> **Problem description**:
Repeat each line, word for word, from the one containing "Target: pharmacy shelf" through the last line of the entries, and include no other output.
(Input data begins)
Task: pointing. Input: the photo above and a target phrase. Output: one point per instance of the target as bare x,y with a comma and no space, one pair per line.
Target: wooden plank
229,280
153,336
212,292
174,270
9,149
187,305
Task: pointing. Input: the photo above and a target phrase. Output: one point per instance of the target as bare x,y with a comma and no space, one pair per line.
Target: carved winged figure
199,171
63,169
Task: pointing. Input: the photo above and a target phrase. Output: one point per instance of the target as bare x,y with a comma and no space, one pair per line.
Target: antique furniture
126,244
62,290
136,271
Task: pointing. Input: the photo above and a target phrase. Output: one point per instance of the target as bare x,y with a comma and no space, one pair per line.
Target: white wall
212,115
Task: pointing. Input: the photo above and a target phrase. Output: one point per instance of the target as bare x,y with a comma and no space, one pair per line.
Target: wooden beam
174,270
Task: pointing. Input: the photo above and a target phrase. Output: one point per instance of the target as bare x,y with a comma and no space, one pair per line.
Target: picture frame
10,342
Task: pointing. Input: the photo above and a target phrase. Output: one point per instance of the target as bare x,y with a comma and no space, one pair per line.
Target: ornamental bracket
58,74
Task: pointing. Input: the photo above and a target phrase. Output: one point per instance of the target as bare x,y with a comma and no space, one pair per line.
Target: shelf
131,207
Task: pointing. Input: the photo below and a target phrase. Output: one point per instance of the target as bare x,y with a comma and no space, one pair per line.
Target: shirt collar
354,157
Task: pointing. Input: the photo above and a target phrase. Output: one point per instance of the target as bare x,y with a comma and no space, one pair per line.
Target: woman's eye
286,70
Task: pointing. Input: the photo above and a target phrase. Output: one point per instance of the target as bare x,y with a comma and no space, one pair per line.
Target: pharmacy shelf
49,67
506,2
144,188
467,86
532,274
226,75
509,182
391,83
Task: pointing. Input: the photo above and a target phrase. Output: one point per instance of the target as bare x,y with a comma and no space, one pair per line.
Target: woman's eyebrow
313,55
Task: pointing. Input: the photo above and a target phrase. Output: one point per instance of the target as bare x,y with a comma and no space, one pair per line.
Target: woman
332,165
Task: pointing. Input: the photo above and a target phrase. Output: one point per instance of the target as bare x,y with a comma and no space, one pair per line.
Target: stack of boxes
(Input data ends)
> **Solution for this problem**:
Target: pharmacy shelf
49,67
506,2
144,188
467,86
532,274
226,75
509,182
391,83
Task: pointing. Input: the photo above and a target phrase. Output: one point per instance of the target as bare x,y with a comma and no space, one pair per line.
Target: woman's eyebrow
313,55
Task: pointing. Input: the photo above and a target phrase. Output: one point per instance of the target as bare x,y with a comma and no space, one pair per line.
Target: woman
332,165
Task: pointing. Input: the photo above and a target phrase. Output: one point per instance of the target as bare x,y with a comma and no space, one pair per line.
Target: stack of boxes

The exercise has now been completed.